- _Source passage_
★ ★ ★ ★ ★

Web App Hacking: Web Application Technologies, Part 1

Hacking

Welcome back, my aspiring hackers!

Before embarking upon the study of web application hacking, you need to be familiar with the technologies being used by web apps. To hack the web applications, we need at least a cursory understanding of the multitude of technologies being implemented into modern web applications. To that end, I will try to provide you the basics on the key web technologies that may be exploited in taking control of a web application.

HTTP Protocol

The HyperText Transfer Protocol or HTTP is the granddaddy of web technologies. It is the core communication protocol of the web and all web applications use it. It’s a simple protocol originally designed to retrieve static web pages. Over the years, it has been updated and extended to offer support to complex applications that are common today.

HTTP uses a message based model where the client sends a request and the server responds with a response. It is connection-less, but uses TCP as its transport mechanism.

★ ★ ★ ★ ★

- _Data excerpts_
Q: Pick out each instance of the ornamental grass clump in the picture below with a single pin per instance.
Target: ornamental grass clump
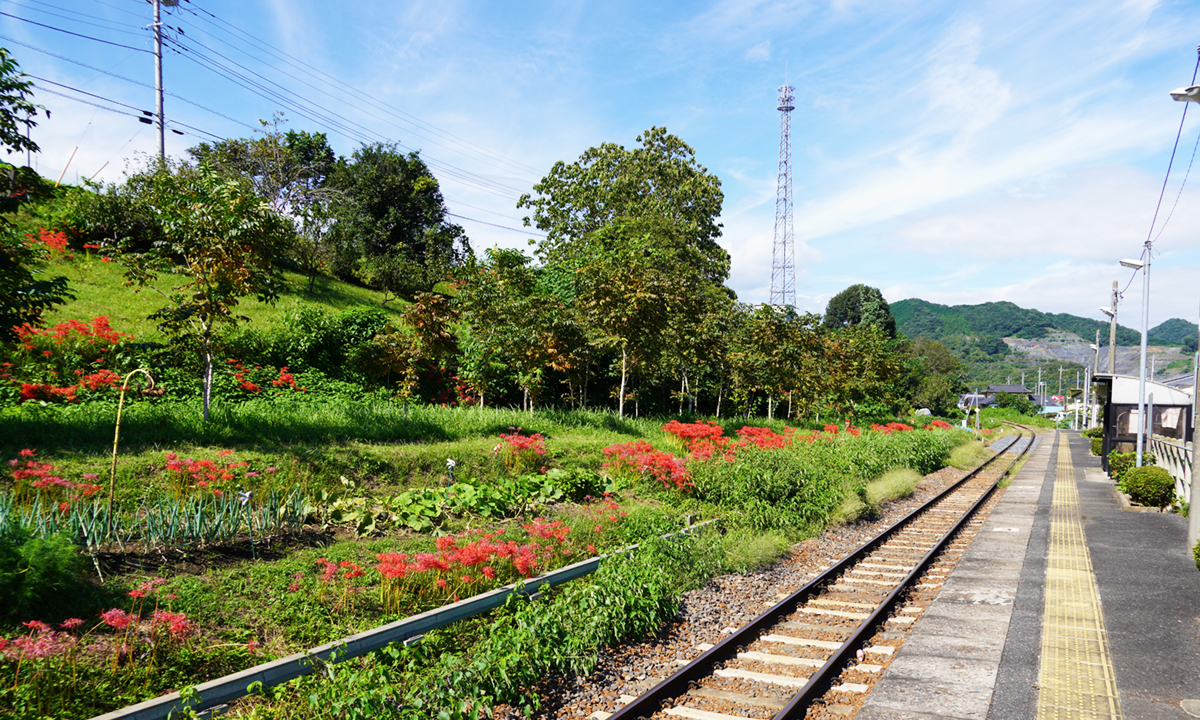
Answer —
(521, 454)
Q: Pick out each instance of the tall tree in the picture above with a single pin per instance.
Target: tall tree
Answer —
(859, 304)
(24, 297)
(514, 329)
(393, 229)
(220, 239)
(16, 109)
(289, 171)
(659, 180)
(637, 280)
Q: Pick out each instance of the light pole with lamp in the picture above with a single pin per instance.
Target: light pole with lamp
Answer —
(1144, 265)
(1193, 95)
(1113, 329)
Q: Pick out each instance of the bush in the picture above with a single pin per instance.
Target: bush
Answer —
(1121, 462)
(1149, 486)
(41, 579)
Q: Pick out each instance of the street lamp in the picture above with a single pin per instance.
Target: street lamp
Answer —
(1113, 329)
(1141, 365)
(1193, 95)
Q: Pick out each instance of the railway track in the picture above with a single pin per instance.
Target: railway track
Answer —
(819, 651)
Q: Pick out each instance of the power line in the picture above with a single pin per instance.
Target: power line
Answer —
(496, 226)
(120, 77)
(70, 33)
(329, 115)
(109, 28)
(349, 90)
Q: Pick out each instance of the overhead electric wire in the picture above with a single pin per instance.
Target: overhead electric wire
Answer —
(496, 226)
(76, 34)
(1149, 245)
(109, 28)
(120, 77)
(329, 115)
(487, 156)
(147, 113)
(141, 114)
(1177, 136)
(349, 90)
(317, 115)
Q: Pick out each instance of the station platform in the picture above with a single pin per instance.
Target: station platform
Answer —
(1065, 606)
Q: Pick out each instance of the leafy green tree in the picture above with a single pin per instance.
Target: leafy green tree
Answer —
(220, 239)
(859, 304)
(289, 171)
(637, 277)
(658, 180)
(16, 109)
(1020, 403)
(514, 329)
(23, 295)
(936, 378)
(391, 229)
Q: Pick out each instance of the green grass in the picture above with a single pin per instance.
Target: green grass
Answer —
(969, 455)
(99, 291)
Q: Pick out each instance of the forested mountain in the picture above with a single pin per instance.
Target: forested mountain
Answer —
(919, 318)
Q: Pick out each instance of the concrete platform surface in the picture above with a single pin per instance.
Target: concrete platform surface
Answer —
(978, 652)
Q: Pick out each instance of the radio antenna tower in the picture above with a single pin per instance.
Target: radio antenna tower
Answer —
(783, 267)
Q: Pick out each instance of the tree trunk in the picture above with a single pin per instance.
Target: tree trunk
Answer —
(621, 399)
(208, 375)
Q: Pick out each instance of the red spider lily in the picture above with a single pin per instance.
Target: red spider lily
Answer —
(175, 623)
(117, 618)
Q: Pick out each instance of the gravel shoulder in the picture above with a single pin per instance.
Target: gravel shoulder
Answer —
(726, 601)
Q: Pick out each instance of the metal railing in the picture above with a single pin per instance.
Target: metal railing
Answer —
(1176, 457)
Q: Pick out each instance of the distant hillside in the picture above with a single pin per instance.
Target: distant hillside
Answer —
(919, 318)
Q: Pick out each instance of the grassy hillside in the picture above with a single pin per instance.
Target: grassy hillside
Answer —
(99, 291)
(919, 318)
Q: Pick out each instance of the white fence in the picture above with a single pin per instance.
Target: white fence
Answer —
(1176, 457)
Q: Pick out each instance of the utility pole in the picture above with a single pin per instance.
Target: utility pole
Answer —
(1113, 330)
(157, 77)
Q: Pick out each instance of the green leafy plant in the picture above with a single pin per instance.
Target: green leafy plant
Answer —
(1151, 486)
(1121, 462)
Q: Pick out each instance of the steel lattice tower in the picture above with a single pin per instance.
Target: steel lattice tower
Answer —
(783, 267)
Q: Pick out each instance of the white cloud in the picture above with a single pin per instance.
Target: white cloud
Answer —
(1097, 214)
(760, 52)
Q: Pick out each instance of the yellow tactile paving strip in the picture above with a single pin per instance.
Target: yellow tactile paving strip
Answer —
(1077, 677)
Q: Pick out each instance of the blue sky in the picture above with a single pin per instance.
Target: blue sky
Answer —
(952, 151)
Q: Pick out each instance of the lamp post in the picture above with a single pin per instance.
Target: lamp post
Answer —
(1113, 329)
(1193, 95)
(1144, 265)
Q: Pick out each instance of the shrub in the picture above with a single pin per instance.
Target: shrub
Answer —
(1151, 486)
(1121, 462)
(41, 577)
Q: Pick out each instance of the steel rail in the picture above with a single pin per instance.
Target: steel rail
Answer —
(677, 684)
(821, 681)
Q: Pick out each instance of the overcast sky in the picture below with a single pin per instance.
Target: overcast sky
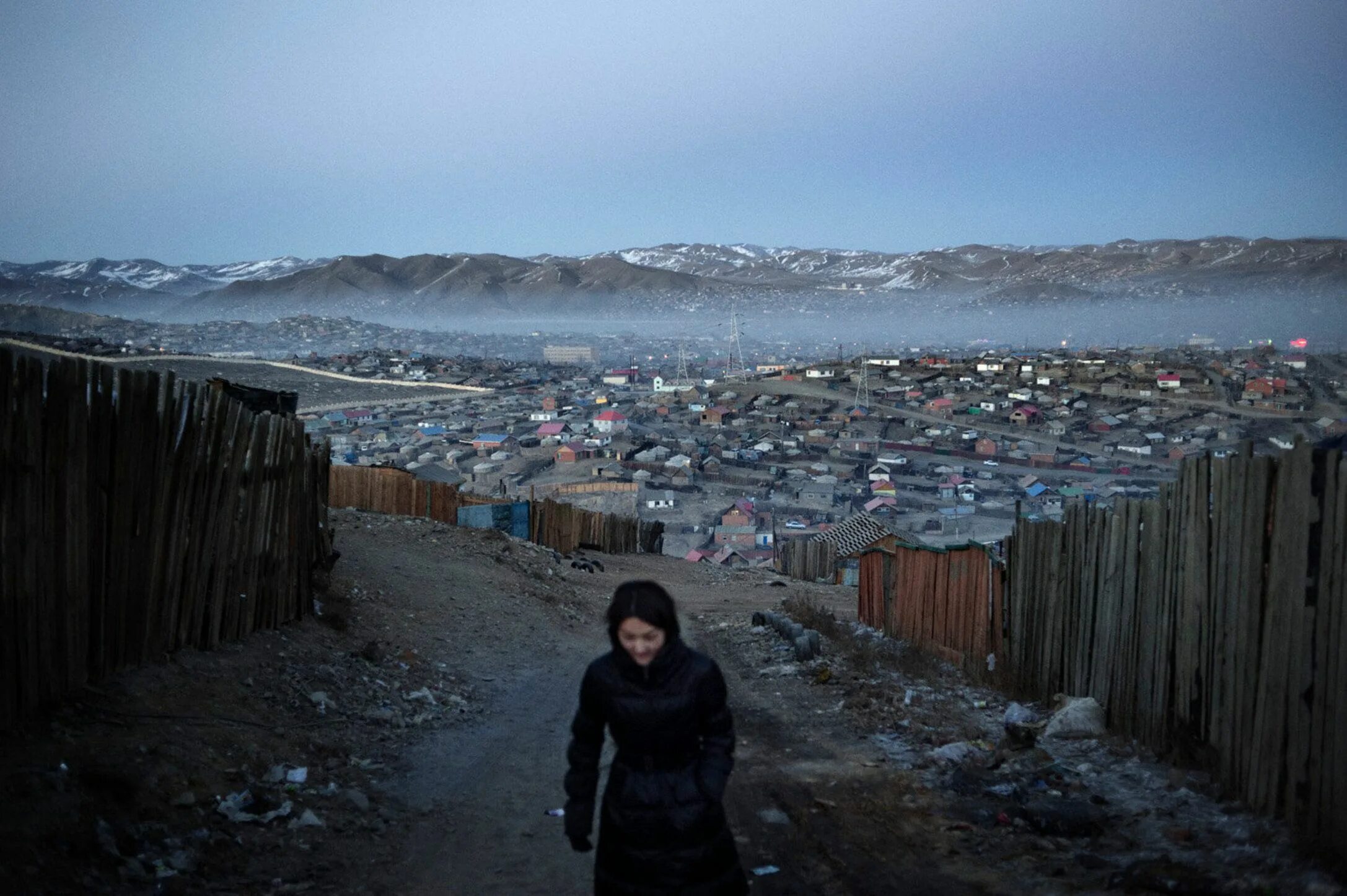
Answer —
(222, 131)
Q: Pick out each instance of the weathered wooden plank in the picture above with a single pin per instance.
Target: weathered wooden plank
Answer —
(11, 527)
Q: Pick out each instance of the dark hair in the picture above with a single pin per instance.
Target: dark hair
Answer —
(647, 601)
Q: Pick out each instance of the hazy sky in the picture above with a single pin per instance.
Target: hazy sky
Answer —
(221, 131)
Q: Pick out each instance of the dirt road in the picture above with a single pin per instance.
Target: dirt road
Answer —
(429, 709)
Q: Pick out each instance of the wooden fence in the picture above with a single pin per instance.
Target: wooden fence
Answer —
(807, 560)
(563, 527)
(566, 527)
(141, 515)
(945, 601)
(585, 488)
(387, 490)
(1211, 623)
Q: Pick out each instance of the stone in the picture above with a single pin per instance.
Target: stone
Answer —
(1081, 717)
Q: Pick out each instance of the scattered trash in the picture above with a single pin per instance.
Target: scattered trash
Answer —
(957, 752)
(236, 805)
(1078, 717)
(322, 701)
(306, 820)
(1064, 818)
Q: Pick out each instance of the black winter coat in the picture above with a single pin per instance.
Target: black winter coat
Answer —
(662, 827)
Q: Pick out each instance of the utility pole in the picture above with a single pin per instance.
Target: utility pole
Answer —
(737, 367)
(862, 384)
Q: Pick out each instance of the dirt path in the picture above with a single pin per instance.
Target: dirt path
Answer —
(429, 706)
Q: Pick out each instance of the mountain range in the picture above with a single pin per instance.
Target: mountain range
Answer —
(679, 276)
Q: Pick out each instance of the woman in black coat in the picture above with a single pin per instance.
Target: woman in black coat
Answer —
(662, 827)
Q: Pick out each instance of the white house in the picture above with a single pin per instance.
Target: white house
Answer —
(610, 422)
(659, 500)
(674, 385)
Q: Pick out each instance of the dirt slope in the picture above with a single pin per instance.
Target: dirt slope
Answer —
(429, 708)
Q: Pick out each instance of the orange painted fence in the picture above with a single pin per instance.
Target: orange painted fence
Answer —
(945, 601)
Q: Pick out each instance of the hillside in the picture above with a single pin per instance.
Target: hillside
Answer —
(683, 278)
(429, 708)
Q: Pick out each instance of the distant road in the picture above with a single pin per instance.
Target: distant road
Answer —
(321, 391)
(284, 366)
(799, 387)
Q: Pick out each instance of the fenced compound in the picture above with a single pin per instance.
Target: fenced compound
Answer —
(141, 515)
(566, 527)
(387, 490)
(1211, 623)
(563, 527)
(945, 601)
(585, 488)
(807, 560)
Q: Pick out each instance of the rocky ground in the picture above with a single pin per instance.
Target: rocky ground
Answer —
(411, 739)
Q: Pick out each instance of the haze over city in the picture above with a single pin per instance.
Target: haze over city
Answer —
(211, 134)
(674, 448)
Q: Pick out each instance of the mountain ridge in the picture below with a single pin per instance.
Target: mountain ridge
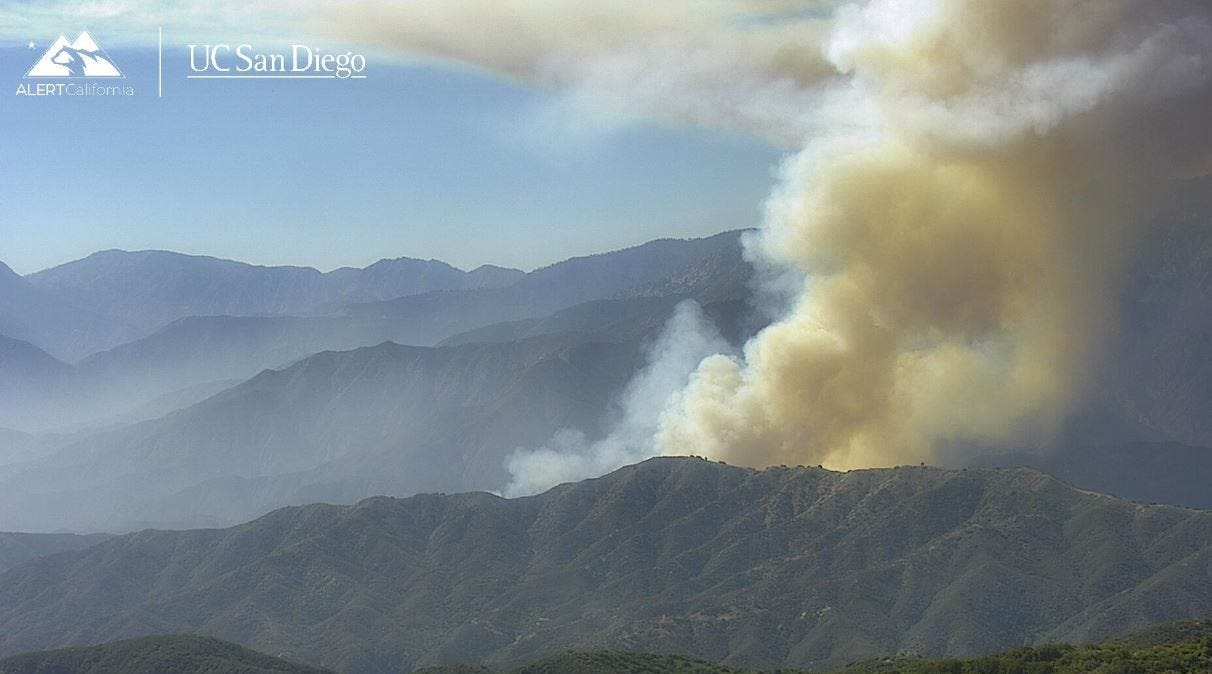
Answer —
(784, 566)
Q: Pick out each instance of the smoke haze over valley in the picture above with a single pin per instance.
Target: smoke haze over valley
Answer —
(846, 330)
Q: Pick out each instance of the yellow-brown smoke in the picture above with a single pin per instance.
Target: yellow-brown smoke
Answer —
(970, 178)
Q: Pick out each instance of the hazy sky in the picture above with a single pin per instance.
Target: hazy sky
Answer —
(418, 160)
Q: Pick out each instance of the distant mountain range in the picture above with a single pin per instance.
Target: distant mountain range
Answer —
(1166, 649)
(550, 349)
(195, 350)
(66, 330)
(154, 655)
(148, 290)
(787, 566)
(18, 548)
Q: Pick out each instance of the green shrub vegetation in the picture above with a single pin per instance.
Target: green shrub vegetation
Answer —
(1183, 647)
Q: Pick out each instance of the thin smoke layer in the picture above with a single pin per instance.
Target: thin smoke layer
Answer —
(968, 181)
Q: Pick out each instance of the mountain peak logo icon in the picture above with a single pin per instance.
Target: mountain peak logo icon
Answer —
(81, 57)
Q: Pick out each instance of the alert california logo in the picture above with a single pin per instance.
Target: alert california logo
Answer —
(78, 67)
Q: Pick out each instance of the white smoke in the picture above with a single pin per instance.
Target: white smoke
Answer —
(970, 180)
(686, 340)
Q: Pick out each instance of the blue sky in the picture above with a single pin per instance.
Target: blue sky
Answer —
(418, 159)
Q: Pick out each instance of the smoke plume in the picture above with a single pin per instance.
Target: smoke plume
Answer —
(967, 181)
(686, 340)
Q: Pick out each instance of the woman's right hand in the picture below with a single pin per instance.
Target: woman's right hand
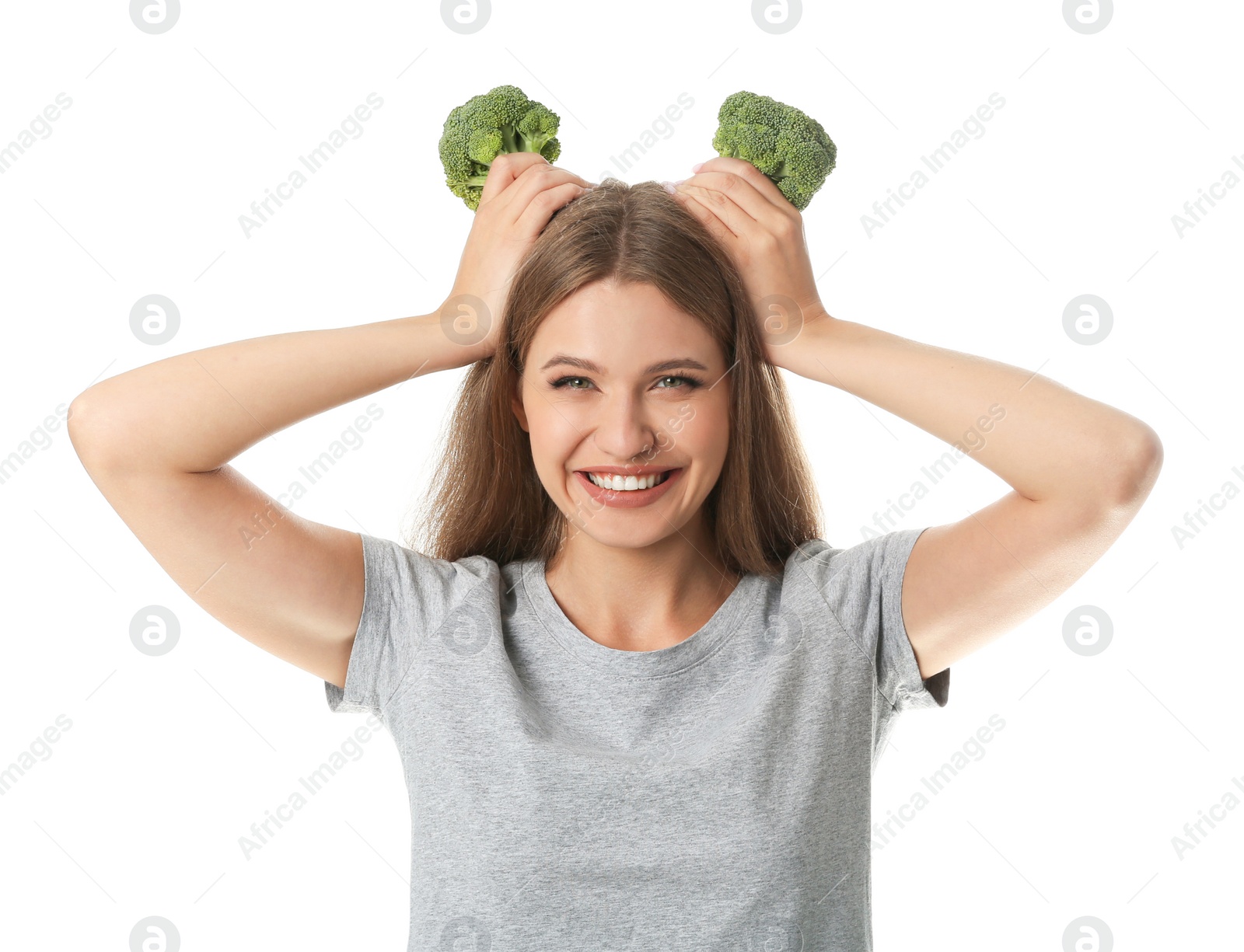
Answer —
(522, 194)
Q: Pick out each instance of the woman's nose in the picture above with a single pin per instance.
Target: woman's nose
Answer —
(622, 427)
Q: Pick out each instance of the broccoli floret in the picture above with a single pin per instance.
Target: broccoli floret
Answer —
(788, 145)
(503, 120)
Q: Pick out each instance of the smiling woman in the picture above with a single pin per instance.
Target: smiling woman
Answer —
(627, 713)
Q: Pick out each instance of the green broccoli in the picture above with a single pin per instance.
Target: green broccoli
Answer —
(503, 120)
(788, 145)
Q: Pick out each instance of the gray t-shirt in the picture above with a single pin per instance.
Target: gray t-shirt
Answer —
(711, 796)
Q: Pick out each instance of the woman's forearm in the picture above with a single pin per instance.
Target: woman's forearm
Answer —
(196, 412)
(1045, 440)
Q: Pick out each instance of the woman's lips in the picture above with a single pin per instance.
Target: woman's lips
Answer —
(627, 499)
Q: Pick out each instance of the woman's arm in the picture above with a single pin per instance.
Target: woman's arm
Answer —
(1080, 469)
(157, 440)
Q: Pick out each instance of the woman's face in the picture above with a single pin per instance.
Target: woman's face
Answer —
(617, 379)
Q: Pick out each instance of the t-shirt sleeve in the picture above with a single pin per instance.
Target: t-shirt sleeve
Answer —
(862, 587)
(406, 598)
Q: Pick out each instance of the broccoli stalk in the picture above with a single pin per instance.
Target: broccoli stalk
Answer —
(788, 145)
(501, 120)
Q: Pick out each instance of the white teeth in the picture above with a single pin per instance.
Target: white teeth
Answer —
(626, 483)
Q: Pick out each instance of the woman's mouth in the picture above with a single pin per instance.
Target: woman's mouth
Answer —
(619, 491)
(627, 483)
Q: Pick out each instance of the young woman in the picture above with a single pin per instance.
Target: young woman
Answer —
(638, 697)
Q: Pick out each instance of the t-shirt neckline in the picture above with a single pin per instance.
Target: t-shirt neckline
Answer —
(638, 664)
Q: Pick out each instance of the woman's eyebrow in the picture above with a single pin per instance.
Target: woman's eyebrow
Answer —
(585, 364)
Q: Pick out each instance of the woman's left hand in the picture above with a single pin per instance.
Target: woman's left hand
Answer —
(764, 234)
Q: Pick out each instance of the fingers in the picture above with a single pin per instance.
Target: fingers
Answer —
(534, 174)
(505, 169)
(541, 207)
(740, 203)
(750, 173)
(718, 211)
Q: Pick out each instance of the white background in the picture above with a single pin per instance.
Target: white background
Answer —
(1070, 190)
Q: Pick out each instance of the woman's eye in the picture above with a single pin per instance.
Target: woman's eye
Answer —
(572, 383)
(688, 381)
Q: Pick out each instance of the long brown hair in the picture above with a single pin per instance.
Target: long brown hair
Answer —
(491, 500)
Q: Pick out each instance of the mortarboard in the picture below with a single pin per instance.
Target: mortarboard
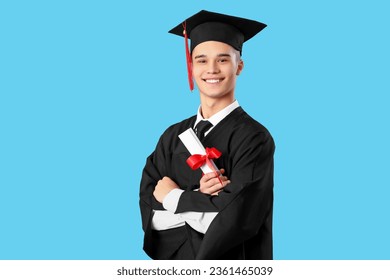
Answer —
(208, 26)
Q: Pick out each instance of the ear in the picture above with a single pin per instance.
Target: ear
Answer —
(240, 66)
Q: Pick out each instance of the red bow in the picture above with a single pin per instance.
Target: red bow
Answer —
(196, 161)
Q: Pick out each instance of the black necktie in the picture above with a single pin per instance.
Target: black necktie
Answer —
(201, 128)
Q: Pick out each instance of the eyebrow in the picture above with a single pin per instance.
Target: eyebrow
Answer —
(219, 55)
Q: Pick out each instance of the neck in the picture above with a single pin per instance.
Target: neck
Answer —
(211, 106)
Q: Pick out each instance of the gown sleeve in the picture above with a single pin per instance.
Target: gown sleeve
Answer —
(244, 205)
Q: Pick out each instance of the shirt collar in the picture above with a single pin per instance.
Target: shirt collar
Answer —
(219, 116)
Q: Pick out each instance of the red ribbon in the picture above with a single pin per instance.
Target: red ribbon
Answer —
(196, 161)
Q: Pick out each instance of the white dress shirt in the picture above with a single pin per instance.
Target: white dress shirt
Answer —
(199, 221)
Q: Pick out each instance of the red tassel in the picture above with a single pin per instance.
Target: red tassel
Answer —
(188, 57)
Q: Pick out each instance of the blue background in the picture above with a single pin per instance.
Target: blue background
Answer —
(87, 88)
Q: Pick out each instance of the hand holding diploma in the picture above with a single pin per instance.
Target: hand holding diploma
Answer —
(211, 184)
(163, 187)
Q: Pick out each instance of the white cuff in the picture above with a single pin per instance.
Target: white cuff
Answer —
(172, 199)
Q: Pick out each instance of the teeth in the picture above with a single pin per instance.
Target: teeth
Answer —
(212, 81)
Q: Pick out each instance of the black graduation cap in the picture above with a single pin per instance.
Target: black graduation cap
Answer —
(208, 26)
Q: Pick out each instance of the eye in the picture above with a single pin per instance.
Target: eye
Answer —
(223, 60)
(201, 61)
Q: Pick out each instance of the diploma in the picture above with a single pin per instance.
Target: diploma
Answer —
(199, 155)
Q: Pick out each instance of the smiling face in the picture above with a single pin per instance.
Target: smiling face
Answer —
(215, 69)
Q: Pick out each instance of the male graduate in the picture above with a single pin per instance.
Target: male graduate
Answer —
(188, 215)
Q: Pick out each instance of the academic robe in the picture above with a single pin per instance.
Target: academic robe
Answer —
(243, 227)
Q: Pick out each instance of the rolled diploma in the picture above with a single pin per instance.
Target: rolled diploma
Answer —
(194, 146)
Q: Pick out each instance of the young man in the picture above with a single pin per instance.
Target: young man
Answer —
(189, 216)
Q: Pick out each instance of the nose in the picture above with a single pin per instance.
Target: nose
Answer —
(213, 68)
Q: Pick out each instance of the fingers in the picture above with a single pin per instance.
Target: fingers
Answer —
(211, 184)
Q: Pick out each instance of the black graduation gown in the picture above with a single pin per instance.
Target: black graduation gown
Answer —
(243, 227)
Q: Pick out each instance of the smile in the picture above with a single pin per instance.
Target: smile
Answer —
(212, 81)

★ ★ ★ ★ ★

- _List of tasks_
1 - Repeat the stretch of the web app technologies article from "HTTP Protocol" through "its transport mechanism." word for word.
2 - According to the web app technologies article, what does HTTP use as its transport mechanism?
3 - Condense the paragraph of the web app technologies article that begins "The HyperText Transfer Protocol or HTTP is the granddaddy" into a short bulleted list.
The listing comes from a different source than the web app technologies article.

- _Exercise answers_
1 -
HTTP Protocol

The HyperText Transfer Protocol or HTTP is the granddaddy of web technologies. It is the core communication protocol of the web and all web applications use it. It’s a simple protocol originally designed to retrieve static web pages. Over the years, it has been updated and extended to offer support to complex applications that are common today.

HTTP uses a message based model where the client sends a request and the server responds with a response. It is connection-less, but uses TCP as its transport mechanism.

2 - TCP

3 -
- HTTP is the core communication protocol of the web, used by all web applications.
- It was originally a simple protocol for retrieving static web pages.
- It has since been updated and extended to support today's complex applications.